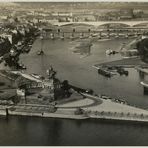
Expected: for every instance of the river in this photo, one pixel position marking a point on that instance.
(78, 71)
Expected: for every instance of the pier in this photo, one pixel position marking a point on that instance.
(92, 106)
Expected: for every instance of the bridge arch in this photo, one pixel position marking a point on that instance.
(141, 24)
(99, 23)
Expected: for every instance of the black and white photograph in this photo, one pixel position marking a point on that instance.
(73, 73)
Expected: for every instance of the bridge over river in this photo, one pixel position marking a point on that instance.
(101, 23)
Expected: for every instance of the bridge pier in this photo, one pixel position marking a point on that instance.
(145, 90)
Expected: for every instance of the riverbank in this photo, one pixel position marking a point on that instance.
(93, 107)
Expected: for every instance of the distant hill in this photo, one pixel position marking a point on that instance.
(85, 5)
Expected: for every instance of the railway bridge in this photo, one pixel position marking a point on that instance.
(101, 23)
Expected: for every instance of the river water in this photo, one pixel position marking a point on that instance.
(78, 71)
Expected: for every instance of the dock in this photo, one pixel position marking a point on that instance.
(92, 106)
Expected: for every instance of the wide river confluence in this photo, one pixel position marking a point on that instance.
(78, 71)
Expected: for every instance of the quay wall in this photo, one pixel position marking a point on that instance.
== == ==
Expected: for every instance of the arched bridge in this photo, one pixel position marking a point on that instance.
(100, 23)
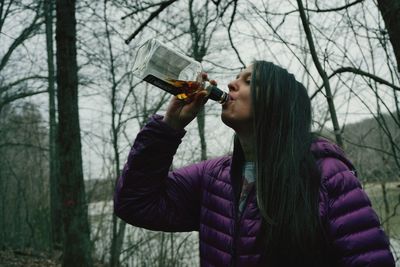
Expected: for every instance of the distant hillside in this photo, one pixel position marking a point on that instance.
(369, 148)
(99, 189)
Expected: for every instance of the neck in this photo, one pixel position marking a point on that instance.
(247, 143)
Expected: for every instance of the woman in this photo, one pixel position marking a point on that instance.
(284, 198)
== == ==
Begin at the line above that has "Expected: for every instance of the bridge over" and stop after the line that has "Expected: for every instance of the quay", copying each line exactly and adding nothing else.

*WRITTEN ANSWER*
Expected: for every instance of the bridge over river in this photo, one pixel position marking a point on that instance.
(101, 23)
Expected: for every instance of the bridge pier in this photo, one pixel position marking a point on that instance.
(145, 90)
Expected: for every instance of the riverbank in this photo, one pixel position marking a point on that instance.
(93, 107)
Expected: for every instance of the distant hill in this photo, one pixel position marking a point on that instance.
(85, 5)
Expected: for every instance of the railway bridge in this photo, one pixel position marking a point on that instance.
(101, 23)
Expected: for every instance of the river water in this photo, one pixel position marking a point on that instance.
(78, 71)
Expected: for every instance of the dock in this photo, one pixel position marking a point on that instance.
(92, 106)
Expected: for every instance of the wide river confluence in this photo, one pixel position marking a point on that instance.
(78, 71)
Expected: for every instance of the quay wall in this photo, one pixel position marking a point on that instance.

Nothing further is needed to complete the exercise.